_What is being asked_
List every restaurant that the text below mentions by name.

_Text under study_

━━━━━━━━━━━━━━━━━━━━

The rest of us laughed. When we realized he wasn’t joking, we laughed harder.

We explained that when we’re in the mood for enchiladas, it’s Uncle Julio’s. When we’re in the mood for carnitas, it’s Cantina Laredo. When we’re in the mood for tortilla soup or stuffed jalapeños, it’s On the Border. When we’re in the mood for good home-style cooking, it’s Escondido.

For genuine street food, there’s this Venetian blinds store in a certain part of town that opens a makeshift restaurant at lunch time, catering to Mexican workers. They don’t even have a real kitchen, as such. (There was no Yelp in those days, but if there were this place wouldn’t have been listed. It wasn’t formally or legally a restaurant at all. Ah, but the food you could get for $3!)

When we just want to stuff ourselves and quality isn’t an issue, it’s Pancho’s – ¡Panza llena, corazon contento! And so on, through the list of amazing Mexican restaurants in and around Dallas, each with its particular specialties. It’s true they all serve refried beans, and they all taste okay, but the beans aren’t the deciding factor. Ever. Half the time we don’t even eat them.

But our budding Six Sigma expert didn’t get it. Perhaps he had no taste buds, after all. Come to think of it, he had a number of traits suggesting his awareness of and connections with external reality were somewhat tenuous.

A lot of time and beans have passed since then – ha pasado mucho tiempo y frijoles. Why bring it up now? I’ve been mulling over my experiences with large-scale “agile” transformation programs at gigantic corporations. I’m on my seventh now.

━━━━━━━━━━━━━━━━━━━━

_Stored data_

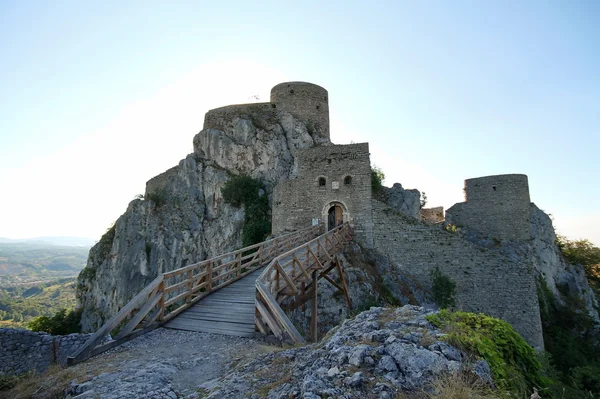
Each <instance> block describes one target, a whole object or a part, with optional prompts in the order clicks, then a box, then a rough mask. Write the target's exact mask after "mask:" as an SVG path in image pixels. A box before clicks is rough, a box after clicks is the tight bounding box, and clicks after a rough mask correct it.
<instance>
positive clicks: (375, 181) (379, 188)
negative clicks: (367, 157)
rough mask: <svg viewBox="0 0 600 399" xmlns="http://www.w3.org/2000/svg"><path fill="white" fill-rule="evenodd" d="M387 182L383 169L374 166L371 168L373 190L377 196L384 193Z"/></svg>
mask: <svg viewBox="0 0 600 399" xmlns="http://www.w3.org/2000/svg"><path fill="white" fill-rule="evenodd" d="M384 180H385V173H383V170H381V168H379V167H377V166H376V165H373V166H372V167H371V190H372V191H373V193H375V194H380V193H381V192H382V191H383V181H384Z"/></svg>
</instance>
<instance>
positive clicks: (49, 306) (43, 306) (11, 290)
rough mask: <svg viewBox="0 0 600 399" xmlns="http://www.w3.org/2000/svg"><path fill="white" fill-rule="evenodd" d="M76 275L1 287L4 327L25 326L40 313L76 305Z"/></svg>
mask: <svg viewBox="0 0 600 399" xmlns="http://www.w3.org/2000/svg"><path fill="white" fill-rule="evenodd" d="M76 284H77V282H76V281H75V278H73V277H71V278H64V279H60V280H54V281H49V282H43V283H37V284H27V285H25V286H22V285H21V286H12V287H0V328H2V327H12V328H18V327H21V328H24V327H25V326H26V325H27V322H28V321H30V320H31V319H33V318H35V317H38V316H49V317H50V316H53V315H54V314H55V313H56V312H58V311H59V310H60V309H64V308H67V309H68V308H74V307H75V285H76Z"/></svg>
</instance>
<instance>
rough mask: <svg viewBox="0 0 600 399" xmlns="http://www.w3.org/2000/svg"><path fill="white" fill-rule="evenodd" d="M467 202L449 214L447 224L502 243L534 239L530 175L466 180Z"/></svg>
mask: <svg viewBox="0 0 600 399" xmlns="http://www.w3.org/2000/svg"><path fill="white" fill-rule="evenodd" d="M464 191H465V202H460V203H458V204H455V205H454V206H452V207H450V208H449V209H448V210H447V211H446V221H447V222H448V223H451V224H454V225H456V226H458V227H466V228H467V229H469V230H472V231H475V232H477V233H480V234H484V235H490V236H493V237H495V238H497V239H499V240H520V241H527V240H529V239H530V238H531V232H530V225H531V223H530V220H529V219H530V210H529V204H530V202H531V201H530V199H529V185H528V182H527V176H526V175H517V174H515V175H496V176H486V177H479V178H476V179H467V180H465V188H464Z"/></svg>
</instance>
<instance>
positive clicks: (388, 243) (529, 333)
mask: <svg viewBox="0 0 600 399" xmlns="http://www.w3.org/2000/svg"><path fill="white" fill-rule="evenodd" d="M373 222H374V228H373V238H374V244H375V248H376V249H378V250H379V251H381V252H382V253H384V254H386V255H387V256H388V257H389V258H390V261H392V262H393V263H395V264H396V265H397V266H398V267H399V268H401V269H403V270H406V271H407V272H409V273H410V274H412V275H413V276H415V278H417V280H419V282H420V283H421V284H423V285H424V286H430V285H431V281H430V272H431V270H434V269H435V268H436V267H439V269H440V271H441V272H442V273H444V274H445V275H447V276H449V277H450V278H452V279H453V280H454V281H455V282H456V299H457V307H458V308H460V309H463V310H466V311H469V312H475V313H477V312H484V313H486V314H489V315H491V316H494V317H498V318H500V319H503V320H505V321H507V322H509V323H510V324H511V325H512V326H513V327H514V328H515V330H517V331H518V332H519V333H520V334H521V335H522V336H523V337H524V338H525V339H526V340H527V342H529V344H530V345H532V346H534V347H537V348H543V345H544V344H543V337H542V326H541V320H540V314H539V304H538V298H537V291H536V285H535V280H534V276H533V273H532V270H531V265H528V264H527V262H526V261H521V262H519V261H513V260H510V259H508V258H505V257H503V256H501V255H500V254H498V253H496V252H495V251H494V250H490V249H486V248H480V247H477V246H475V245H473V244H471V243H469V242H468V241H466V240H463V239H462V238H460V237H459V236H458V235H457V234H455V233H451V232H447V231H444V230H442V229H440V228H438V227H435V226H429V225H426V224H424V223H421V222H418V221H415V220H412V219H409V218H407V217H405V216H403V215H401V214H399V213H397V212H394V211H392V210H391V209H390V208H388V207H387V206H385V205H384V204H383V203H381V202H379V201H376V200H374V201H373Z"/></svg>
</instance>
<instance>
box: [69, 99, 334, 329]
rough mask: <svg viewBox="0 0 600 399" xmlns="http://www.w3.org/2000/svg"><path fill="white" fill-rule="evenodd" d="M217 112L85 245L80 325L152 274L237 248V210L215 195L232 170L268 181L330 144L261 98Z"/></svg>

━━━━━━━━━━━━━━━━━━━━

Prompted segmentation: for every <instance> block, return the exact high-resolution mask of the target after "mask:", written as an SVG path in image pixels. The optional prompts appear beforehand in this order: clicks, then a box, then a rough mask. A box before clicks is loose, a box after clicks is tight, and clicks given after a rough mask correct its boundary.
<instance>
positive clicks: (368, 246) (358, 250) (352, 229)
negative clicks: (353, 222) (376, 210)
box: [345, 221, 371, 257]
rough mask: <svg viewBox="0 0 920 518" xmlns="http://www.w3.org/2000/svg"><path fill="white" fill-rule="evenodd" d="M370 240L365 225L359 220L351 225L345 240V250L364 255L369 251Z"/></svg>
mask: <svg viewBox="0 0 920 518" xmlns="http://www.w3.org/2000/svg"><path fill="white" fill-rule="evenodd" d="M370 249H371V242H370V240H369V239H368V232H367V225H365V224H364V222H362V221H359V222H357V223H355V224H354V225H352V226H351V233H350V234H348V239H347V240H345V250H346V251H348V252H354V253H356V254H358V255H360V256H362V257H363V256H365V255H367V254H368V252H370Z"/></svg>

━━━━━━━━━━━━━━━━━━━━

_The completed task_
Uncle Julio's, Cantina Laredo, On the Border, Escondido, Pancho's